* Task requirements *
Write out all of the entries exactly as given.

* Material for this exercise *
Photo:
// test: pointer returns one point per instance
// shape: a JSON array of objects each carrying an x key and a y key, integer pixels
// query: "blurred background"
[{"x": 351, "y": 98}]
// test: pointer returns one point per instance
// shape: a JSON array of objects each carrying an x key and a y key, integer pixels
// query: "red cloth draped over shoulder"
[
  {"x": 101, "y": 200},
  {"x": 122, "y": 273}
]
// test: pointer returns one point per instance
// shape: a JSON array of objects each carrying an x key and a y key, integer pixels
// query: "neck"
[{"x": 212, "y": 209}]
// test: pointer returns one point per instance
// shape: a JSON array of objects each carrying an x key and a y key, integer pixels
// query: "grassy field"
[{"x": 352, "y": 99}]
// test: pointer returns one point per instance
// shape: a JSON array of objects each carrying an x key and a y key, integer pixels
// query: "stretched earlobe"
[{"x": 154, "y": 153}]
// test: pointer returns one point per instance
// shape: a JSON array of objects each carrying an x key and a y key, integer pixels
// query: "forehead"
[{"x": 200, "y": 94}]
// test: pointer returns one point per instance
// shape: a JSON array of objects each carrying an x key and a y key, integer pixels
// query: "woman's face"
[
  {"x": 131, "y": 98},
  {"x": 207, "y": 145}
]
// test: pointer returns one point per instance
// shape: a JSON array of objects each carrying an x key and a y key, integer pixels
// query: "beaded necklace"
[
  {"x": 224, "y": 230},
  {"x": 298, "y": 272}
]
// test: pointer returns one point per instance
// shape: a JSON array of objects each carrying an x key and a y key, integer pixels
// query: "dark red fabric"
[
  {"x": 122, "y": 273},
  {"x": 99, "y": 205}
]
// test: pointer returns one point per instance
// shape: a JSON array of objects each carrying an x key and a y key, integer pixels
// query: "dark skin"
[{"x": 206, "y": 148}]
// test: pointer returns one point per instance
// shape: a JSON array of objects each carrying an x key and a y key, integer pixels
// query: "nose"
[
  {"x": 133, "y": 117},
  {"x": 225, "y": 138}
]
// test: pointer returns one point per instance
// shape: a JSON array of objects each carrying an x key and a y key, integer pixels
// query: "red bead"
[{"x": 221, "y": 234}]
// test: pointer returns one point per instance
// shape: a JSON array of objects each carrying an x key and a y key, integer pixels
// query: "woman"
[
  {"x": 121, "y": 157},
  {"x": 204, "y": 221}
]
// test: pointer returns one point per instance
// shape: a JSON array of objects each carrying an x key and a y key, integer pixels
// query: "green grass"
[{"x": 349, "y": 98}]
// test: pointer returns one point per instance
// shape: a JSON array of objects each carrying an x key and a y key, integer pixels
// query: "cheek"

* Written solution *
Photo:
// test: pointer returns one point per instance
// shape: a JSON array of objects each carrying an x key and a y key, integer pixels
// query: "blurred background"
[{"x": 351, "y": 98}]
// test: pointer returns one point per instance
// shape: a JSON array of objects each carrying an x key and a y key, integer pixels
// query: "red cloth draped over shoulder"
[
  {"x": 101, "y": 200},
  {"x": 122, "y": 273}
]
// test: pointer returns one point per instance
// shape: a JSON array of objects each carrying an x key and a y key, integer pixels
// query: "neck"
[{"x": 212, "y": 209}]
// test: pointer returns one point per instance
// shape: a JSON array of objects each carrying an x key and a y key, integer pixels
// query: "grassy field"
[{"x": 352, "y": 99}]
// test: pointer returns one point per instance
// shape: a JSON array of objects each carrying an x key and a y key, integer pixels
// query: "stretched earlobe"
[{"x": 154, "y": 153}]
// test: pointer returns one point per instance
// shape: a JSON array of objects each carrying an x key and a y key, integer pixels
// query: "forehead"
[{"x": 200, "y": 94}]
// test: pointer returns one point per instance
// shape: a JSON array of objects each carrying an x key and a y key, integer pixels
// query: "woman's face"
[
  {"x": 131, "y": 98},
  {"x": 207, "y": 145}
]
// test: pointer returns one point per instance
// shape: a JSON array of objects each carrying an x key and a y key, integer pixels
// query: "beaded necklace"
[
  {"x": 224, "y": 230},
  {"x": 298, "y": 272}
]
// test: pointer returns one point per instance
// shape: a JSON array of objects each carrying an x key and a y key, integer pixels
// query: "dark red fabric"
[
  {"x": 122, "y": 273},
  {"x": 99, "y": 205}
]
// test: pointer returns one point per instance
// shape: a JSON array of objects each carrying an x key and a y key, integer pixels
// query: "dark skin"
[{"x": 206, "y": 148}]
// test: pointer returns one point per instance
// shape: a JSON array of objects each carrying an x key and a y key, integer pixels
// query: "nose"
[
  {"x": 133, "y": 117},
  {"x": 225, "y": 138}
]
// test: pointer returns one point per instance
// shape: a JSON array of objects each carrying an x key and a y key, integer pixels
// query: "red bead"
[{"x": 221, "y": 234}]
// test: pointer returns one point per instance
// shape: a JSON array of objects each carrying an x key and a y key, integer pixels
// query: "woman"
[
  {"x": 121, "y": 157},
  {"x": 204, "y": 221}
]
// test: pointer returns one point per instance
// shape: a JSON array of objects each carrying an x key and a y key, integer pixels
// query: "green grass"
[{"x": 349, "y": 98}]
// test: pointer returns one point per instance
// shape: a JSON array of objects each carrying an x key and a y key, integer pixels
// query: "cheek"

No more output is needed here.